* start ROWS *

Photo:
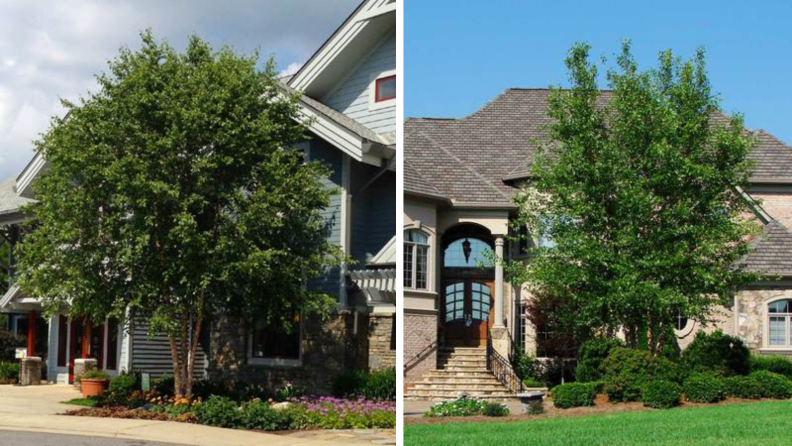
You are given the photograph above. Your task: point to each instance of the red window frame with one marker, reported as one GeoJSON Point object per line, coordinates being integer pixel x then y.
{"type": "Point", "coordinates": [376, 89]}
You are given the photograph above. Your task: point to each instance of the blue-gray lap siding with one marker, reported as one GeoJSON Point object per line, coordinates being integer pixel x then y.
{"type": "Point", "coordinates": [321, 151]}
{"type": "Point", "coordinates": [352, 96]}
{"type": "Point", "coordinates": [373, 212]}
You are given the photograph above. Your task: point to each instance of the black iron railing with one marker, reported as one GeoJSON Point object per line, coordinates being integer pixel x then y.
{"type": "Point", "coordinates": [502, 369]}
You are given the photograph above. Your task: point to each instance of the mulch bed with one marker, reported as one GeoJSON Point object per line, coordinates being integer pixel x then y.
{"type": "Point", "coordinates": [602, 405]}
{"type": "Point", "coordinates": [123, 412]}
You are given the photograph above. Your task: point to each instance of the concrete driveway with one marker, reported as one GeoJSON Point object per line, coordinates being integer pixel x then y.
{"type": "Point", "coordinates": [37, 409]}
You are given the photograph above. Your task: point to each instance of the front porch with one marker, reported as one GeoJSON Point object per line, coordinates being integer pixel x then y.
{"type": "Point", "coordinates": [61, 340]}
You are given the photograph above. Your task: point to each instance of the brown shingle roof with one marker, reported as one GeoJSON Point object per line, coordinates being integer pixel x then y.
{"type": "Point", "coordinates": [772, 251]}
{"type": "Point", "coordinates": [497, 142]}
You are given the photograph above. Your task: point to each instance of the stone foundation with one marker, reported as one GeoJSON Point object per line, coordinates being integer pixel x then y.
{"type": "Point", "coordinates": [381, 342]}
{"type": "Point", "coordinates": [30, 371]}
{"type": "Point", "coordinates": [420, 345]}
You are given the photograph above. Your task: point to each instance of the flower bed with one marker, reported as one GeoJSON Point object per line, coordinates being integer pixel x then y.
{"type": "Point", "coordinates": [297, 413]}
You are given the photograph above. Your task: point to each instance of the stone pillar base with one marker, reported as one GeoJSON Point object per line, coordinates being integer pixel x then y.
{"type": "Point", "coordinates": [30, 371]}
{"type": "Point", "coordinates": [500, 341]}
{"type": "Point", "coordinates": [81, 366]}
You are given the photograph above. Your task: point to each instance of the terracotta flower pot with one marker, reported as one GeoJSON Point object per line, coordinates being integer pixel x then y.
{"type": "Point", "coordinates": [93, 387]}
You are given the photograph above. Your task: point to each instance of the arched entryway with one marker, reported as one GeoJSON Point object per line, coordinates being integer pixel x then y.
{"type": "Point", "coordinates": [467, 277]}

* end ROWS *

Every line is to be duplicated exactly, though pictures stay out.

# [RESULT]
Photo:
You are given the photograph above. Your task: point to each instance of the red window frame with one marker, reported as one GeoJSON Point object per line, coordinates being integer pixel x then y.
{"type": "Point", "coordinates": [376, 89]}
You are given the photograph above. Your task: point to each instance of the blue-gray lap siding with one marker, reported as one GeoJSON Point object per line, coordinates being integer pixel x then y.
{"type": "Point", "coordinates": [321, 151]}
{"type": "Point", "coordinates": [352, 96]}
{"type": "Point", "coordinates": [373, 212]}
You are given the photograph above. Your task: point to each instance of the black iron railing with one marker, reported as one GeoJSON Point object per line, coordinates being integer pixel x then y.
{"type": "Point", "coordinates": [502, 369]}
You are given the photograph above. Your task: point to each instance of the mulch bed with one marker, reported as one GeoJSON Point object per line, coordinates being integer pixel x then y.
{"type": "Point", "coordinates": [602, 405]}
{"type": "Point", "coordinates": [123, 412]}
You are given the photograph above. Your task: point to each instance of the concrete driveway with one marker, reported as one GeoJSON Point object per line, coordinates being integer pixel x then y.
{"type": "Point", "coordinates": [37, 409]}
You are given the photograph above. Your task: point to each instance of the front porch with one marker, reported as one GeoJSON Point object per line, coordinates being integer pixel x then y.
{"type": "Point", "coordinates": [61, 340]}
You are given the photograph above. Your task: point to each instance of the brown shingle roof with one marker, reported as one GeoJSON Point object per line, coordinates being integer pixel x then y.
{"type": "Point", "coordinates": [772, 251]}
{"type": "Point", "coordinates": [497, 142]}
You are given the photograph above. Your task: point to each instance of the stone foundation with one marker, reported as one GeoJSON Point object per line, coordinates being integer pixel x then y.
{"type": "Point", "coordinates": [381, 342]}
{"type": "Point", "coordinates": [30, 371]}
{"type": "Point", "coordinates": [420, 345]}
You are given the photograph above. Your task: point to each instance of the flower bed with one marker, reported as one GeoJSON Point object per line, coordinates being integer pixel x then y.
{"type": "Point", "coordinates": [297, 413]}
You are given the photograph above. Your task: point to each instance of the stone pillar base with one marker, reported as one GeoJSON Point object per line, coordinates being integer pixel x then y.
{"type": "Point", "coordinates": [30, 371]}
{"type": "Point", "coordinates": [500, 341]}
{"type": "Point", "coordinates": [81, 366]}
You are given the photograph above. Your task: point to each instance of the terracotta flower pot with one marker, reported as one GeoJSON Point object per line, coordinates being integer pixel x then y.
{"type": "Point", "coordinates": [93, 387]}
You are given the photograph above. Your task: point to each instance of the arched entryway with one marker, reported as one GeoJSON Point object per line, coordinates being integer pixel x then y.
{"type": "Point", "coordinates": [467, 277]}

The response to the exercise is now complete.